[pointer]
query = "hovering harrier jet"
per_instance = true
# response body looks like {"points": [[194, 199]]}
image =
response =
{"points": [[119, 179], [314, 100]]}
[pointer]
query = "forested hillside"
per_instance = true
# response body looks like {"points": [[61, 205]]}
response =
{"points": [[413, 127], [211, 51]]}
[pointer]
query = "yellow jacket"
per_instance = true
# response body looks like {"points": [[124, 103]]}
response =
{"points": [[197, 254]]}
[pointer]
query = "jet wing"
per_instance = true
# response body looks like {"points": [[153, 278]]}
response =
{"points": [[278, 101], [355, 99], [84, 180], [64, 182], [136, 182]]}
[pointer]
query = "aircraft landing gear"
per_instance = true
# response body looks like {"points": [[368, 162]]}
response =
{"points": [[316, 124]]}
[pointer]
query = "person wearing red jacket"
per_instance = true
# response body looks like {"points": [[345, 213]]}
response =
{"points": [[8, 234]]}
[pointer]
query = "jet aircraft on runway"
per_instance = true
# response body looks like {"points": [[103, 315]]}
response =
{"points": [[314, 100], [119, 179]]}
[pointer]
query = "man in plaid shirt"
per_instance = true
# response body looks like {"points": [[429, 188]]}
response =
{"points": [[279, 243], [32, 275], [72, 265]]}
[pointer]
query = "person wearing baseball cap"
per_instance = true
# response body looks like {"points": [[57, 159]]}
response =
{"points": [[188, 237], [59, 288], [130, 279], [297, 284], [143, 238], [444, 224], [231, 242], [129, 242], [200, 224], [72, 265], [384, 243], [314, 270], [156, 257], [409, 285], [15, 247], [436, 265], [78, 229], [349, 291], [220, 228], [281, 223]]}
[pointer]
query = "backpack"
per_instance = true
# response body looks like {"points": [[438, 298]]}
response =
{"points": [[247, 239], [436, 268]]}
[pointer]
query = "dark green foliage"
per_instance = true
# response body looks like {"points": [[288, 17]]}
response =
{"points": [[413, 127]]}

= = =

Please restate the records in full, word for word.

[pointer]
query = "hovering harrier jet"
per_instance = true
# response body looks like {"points": [[194, 199]]}
image =
response =
{"points": [[119, 179], [314, 100]]}
[pointer]
query = "forested hillside"
per_instance = true
# response body looks like {"points": [[61, 205]]}
response =
{"points": [[413, 127], [211, 51]]}
[pointer]
query = "yellow jacket"
per_instance = true
# response body looks like {"points": [[124, 103]]}
response =
{"points": [[197, 254]]}
[pointer]
query = "jet wing"
per_instance = true
# response body looks like {"points": [[153, 278]]}
response =
{"points": [[278, 101], [355, 99], [84, 180], [64, 182], [136, 182]]}
[pointer]
query = "aircraft landing gear"
per_instance = true
# response body looks like {"points": [[368, 162]]}
response =
{"points": [[316, 124]]}
[pointer]
query = "person wearing red jacket"
per_instance = true
# response body looks like {"points": [[345, 213]]}
response =
{"points": [[8, 234]]}
[pointer]
query = "jet aircraft on runway"
per_instance = true
# response body looks like {"points": [[103, 315]]}
response =
{"points": [[314, 100], [119, 179]]}
[pointer]
query = "man in plaid shirt"
per_instance = true
# response body looks like {"points": [[429, 188]]}
response =
{"points": [[279, 243], [32, 275], [72, 265]]}
[pointer]
query = "person wearing baseball cap"
per_instance = true
# response body looks like {"points": [[57, 159]]}
response =
{"points": [[188, 237], [59, 288], [130, 279], [297, 284], [143, 238], [444, 224], [231, 242], [129, 242], [200, 224], [72, 265], [384, 243], [314, 270], [156, 257], [409, 285], [15, 247], [436, 265], [78, 229], [349, 291], [220, 228], [281, 223]]}
[pointer]
query = "backpack"
per_instance = true
# response body looks like {"points": [[438, 298]]}
response =
{"points": [[247, 239], [436, 268]]}
[pointer]
query = "dark green foliage"
per_instance = true
# response body looks like {"points": [[288, 17]]}
response =
{"points": [[413, 127]]}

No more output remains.